### Records supplied
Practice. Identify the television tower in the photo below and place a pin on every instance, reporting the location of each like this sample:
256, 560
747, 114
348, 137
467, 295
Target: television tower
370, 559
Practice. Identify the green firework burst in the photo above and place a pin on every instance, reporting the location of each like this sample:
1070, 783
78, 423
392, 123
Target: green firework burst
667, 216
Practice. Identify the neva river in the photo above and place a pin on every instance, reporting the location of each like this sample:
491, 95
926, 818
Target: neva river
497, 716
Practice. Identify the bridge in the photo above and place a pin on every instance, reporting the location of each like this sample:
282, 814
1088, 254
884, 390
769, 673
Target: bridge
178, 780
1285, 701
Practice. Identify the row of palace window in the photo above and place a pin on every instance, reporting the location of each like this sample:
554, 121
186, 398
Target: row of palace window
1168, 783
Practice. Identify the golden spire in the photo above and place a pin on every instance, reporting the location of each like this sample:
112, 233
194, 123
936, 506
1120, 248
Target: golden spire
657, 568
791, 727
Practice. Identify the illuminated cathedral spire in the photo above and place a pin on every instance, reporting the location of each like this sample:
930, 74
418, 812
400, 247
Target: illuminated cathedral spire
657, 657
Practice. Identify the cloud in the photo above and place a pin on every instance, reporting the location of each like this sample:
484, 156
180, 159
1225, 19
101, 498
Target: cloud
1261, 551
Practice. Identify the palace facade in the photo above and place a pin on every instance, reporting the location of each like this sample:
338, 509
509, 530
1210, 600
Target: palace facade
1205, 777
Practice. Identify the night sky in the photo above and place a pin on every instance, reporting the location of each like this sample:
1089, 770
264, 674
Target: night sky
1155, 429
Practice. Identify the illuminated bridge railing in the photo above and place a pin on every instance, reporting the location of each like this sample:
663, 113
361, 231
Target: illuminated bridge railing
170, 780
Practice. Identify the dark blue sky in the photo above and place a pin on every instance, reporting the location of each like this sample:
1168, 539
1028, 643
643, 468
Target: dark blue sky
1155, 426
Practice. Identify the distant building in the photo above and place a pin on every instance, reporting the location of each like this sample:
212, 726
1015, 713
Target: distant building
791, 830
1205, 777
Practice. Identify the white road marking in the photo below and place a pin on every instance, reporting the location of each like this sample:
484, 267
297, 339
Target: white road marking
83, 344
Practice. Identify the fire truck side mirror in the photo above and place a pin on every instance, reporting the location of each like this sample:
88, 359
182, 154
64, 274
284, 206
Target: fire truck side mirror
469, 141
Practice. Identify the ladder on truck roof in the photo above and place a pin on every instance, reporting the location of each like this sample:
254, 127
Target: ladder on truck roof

### What you need to do
Write out each line of the data above again, exactly as given.

### In response
Practice. Identify the television tower in the photo below and place a pin on every instance, reporting the location of each like this sample:
256, 560
747, 114
348, 137
467, 295
Target: television tower
370, 559
Practice. Identify the green firework burst in the photo above and place a pin on every instance, reporting the location of each like this sample:
1070, 783
78, 423
392, 123
Target: green firework burst
667, 216
Practice. Identify the neva river in the photo above and place a pin on every instance, reporting the location of each like this sample:
491, 95
926, 818
Target: neva river
497, 716
Practice. Identify the bridge in the photo above and place a pin on every instance, reporting the location of each like this sample:
282, 814
1088, 254
884, 390
769, 673
Target: bridge
178, 780
1285, 701
Practice. Identify the row of palace window in the photo above and place a pin on every instance, reporting the location of each like this sample:
554, 121
186, 398
Target: row of palace window
1168, 783
Practice. Identify the golden spire in the photo above and place a pin on every instance, reporting the location of each like this sample:
112, 233
194, 123
936, 506
1120, 248
Target: golden spire
657, 568
791, 727
Practice. Identify the illuminated cathedral spire in the photo above and place a pin on every instance, reporting the location of each like this sample:
930, 74
418, 812
400, 247
Target: illuminated cathedral spire
657, 657
Practice. Identify the cloud in the photo above and place a pin on every instance, reporting the location of each like this sample:
484, 156
180, 159
1225, 19
101, 498
Target: cloud
1261, 551
Practice. Identify the palace facade in the photo above and place a pin on every instance, reporting the location of each like this sample:
338, 509
509, 530
1210, 600
Target: palace facade
1205, 777
Practice. Identify the night sky in the photo above and place a pin on every instance, reporting the location of each like this sample:
1089, 770
264, 674
Target: night sky
1155, 429
Practice. Identify the illuminated bridge railing in the photo above and place a pin on every instance, reporting the location of each like this sample:
663, 113
361, 231
Target: illuminated bridge railing
170, 780
Practice. Identify the dark blue sky in the photo above and place a pin on every instance, reporting the location of each like this sample:
1168, 539
1028, 643
643, 468
Target: dark blue sky
1155, 426
Practice. Identify the distant building in the photo above and place a pin on every instance, reporting the location of each like this sample:
212, 726
1015, 713
Target: distant building
791, 830
1205, 777
Practice. Identify the white road marking in the photo below and place a pin on every instance, reporting the location of each like this sample:
484, 267
297, 339
Target: white road marking
83, 344
Practice. Identify the fire truck side mirror in the photo above and place a pin on every instance, reporting the location of each like this sample:
88, 359
182, 154
64, 274
284, 206
Target: fire truck side mirror
469, 141
Practice. Identify the ladder on truck roof in the photo above and place a pin on every instance, reporting the location of each like this sample:
254, 127
Target: ladder on truck roof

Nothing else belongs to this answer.